[AIM]
Leaving out all pictures, transcribe exactly the lines between the line with "of the gnarled" and the last line of the records below, both included.

START GIVEN DATA

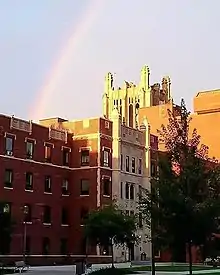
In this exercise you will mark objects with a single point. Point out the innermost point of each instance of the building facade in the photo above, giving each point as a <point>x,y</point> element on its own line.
<point>51,177</point>
<point>130,174</point>
<point>131,98</point>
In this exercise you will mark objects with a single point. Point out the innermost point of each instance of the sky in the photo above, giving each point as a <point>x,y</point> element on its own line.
<point>54,54</point>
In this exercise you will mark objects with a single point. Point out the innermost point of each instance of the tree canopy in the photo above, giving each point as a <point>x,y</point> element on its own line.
<point>109,226</point>
<point>184,201</point>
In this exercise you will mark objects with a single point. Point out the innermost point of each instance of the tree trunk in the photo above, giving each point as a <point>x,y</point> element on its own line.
<point>112,252</point>
<point>178,250</point>
<point>190,256</point>
<point>153,268</point>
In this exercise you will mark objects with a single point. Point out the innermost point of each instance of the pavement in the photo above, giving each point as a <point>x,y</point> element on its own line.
<point>71,270</point>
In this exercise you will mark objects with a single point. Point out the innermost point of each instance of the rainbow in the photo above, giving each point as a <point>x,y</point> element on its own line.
<point>44,95</point>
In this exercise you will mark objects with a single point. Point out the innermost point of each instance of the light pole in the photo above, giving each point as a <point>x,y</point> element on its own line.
<point>25,232</point>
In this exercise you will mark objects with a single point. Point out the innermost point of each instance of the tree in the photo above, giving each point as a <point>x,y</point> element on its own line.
<point>184,200</point>
<point>108,226</point>
<point>5,228</point>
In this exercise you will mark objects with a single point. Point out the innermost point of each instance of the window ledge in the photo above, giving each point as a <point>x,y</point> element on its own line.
<point>8,188</point>
<point>27,222</point>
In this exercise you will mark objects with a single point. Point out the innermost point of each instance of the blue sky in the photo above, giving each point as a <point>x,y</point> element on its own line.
<point>176,38</point>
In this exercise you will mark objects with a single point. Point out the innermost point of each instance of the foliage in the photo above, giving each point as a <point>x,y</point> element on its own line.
<point>184,201</point>
<point>5,229</point>
<point>108,226</point>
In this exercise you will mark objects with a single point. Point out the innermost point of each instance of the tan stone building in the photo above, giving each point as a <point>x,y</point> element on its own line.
<point>130,173</point>
<point>131,98</point>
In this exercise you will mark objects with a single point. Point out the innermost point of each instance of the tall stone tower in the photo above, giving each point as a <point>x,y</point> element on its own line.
<point>130,98</point>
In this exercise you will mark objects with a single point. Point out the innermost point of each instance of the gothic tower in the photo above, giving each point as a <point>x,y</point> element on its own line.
<point>130,98</point>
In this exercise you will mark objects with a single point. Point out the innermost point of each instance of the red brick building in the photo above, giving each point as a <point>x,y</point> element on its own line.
<point>52,174</point>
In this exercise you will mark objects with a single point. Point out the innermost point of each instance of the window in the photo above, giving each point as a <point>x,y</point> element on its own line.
<point>46,246</point>
<point>131,191</point>
<point>139,166</point>
<point>122,193</point>
<point>8,178</point>
<point>5,208</point>
<point>127,163</point>
<point>29,181</point>
<point>48,153</point>
<point>66,154</point>
<point>65,187</point>
<point>133,165</point>
<point>28,245</point>
<point>84,187</point>
<point>106,158</point>
<point>47,184</point>
<point>63,246</point>
<point>121,162</point>
<point>140,220</point>
<point>47,214</point>
<point>64,217</point>
<point>9,144</point>
<point>29,149</point>
<point>85,157</point>
<point>153,169</point>
<point>106,187</point>
<point>83,215</point>
<point>107,124</point>
<point>27,213</point>
<point>127,191</point>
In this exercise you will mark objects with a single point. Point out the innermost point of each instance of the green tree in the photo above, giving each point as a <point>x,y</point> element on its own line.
<point>5,228</point>
<point>184,200</point>
<point>108,226</point>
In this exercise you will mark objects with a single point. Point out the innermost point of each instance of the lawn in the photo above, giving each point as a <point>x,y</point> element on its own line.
<point>174,268</point>
<point>113,271</point>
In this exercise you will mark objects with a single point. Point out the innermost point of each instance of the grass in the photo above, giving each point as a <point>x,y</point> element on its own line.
<point>135,270</point>
<point>113,271</point>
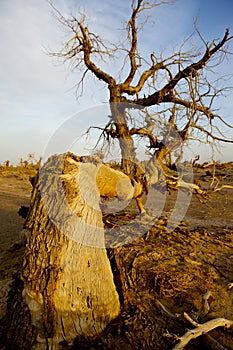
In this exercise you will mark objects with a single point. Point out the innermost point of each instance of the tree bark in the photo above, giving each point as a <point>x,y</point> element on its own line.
<point>68,287</point>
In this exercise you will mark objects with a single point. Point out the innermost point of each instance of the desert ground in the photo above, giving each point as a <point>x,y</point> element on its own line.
<point>167,274</point>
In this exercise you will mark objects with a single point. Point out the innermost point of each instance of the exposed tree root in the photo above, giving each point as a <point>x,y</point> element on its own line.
<point>201,329</point>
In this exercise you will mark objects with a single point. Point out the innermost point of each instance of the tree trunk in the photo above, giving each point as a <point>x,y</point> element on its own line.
<point>68,283</point>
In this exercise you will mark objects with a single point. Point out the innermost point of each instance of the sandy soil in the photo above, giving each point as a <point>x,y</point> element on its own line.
<point>176,269</point>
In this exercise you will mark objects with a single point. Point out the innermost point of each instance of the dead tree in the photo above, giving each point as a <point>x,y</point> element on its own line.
<point>68,289</point>
<point>177,85</point>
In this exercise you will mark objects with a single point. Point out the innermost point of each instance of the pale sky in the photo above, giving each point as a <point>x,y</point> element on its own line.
<point>36,91</point>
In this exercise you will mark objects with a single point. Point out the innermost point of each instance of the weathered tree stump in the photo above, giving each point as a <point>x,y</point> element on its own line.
<point>68,288</point>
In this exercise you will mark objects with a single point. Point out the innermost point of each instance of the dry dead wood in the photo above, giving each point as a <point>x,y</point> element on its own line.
<point>201,329</point>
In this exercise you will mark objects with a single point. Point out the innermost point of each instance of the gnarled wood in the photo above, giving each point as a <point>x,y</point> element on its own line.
<point>68,282</point>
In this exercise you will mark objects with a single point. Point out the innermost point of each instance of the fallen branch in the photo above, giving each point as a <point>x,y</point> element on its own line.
<point>222,187</point>
<point>202,329</point>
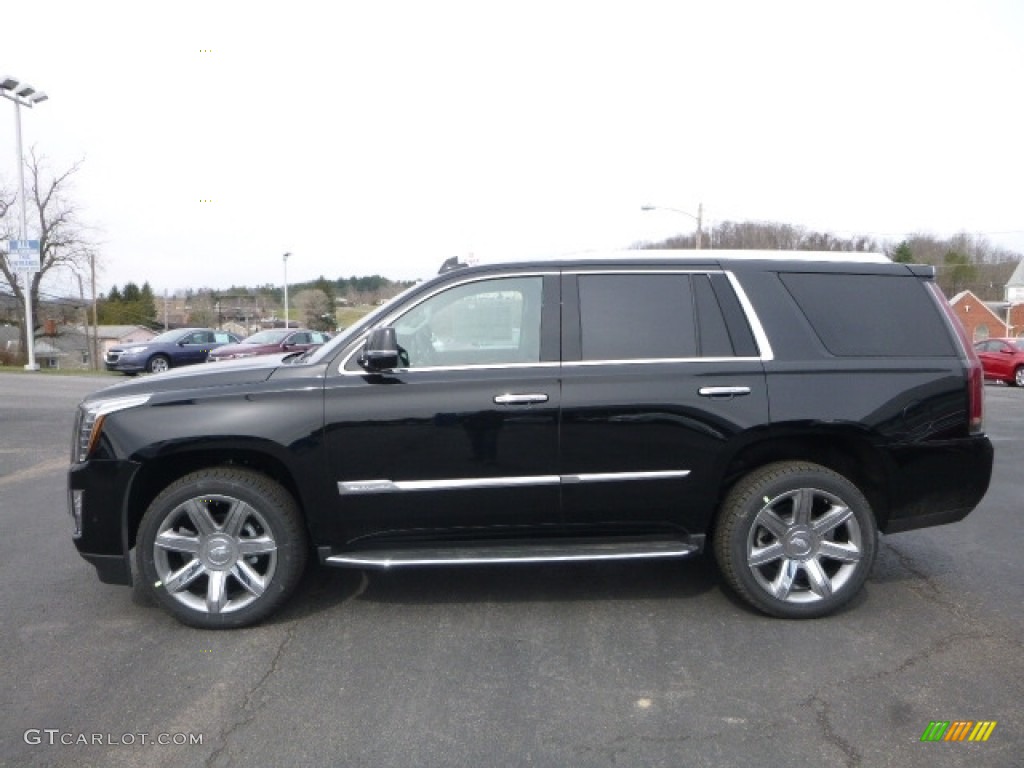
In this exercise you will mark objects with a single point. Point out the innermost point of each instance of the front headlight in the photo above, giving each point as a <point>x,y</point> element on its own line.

END GIVEN DATA

[ANSWER TO THIS TASK]
In this exercise you will mark objects with a single point. Point out the innermost point of each instance of the gnarled wood in the photo above, giving each point as a <point>x,y</point> element on its own line.
<point>68,282</point>
In this exercise you will mark objects with a single point. Point out the innermost point of each instance of the fallen branch in the photo above, giving each point as a <point>x,y</point> element on its own line.
<point>222,187</point>
<point>202,329</point>
In this exercise you will mark objects with a single point. Point out the innermost point of each instance of the front headlight in the photo above, giving each point as a <point>x,y</point> element on its own line.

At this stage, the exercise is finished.